Saved data entries
·····

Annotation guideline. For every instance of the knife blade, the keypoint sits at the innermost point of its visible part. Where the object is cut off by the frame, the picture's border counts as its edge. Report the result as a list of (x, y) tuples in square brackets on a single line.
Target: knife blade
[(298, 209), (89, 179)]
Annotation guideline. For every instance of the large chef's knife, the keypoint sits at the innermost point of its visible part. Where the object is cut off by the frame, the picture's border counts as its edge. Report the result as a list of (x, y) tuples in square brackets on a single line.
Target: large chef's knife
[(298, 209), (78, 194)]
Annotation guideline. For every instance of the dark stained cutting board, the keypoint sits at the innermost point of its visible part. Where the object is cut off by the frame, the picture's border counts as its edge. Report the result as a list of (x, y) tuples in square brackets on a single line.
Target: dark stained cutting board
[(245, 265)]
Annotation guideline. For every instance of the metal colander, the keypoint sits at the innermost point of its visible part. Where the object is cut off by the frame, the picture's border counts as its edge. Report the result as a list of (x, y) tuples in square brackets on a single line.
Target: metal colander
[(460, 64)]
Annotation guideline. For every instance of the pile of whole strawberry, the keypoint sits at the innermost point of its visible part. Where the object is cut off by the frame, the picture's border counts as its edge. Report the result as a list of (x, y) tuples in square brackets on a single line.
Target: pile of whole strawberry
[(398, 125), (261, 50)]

·····

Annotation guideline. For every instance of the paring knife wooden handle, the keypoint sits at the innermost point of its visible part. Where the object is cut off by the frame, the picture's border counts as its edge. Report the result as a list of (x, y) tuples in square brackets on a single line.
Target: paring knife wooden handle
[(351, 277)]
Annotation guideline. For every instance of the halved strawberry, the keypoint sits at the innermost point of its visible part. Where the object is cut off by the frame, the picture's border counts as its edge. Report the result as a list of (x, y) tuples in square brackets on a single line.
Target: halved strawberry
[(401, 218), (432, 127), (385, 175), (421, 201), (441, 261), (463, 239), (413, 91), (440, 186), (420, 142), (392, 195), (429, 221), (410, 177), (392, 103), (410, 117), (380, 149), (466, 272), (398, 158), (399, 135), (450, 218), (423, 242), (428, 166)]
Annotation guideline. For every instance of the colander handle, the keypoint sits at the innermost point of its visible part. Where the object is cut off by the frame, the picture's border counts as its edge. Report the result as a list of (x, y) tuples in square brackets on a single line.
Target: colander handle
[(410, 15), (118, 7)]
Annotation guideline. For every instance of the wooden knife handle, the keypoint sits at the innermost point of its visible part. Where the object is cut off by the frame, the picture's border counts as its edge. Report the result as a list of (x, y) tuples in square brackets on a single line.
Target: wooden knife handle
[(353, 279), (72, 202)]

·····

Format the lines as a JSON list of strings, one string per line with blank lines left out. Begin at the line that has "Annotation guideline. For every instance of the knife" and stop after the line that has "[(298, 209), (89, 179)]".

**Result:**
[
  "Annotation guideline. For every instance of the knife blade, the keypoint sits at the innermost point of its visible part. Where the object is cut off by the frame, the picture's border counts as its edge. Report the result as a list of (x, y) tuples in square brackets on a single line.",
  "Target: knife blade",
  "[(298, 209), (89, 179)]"
]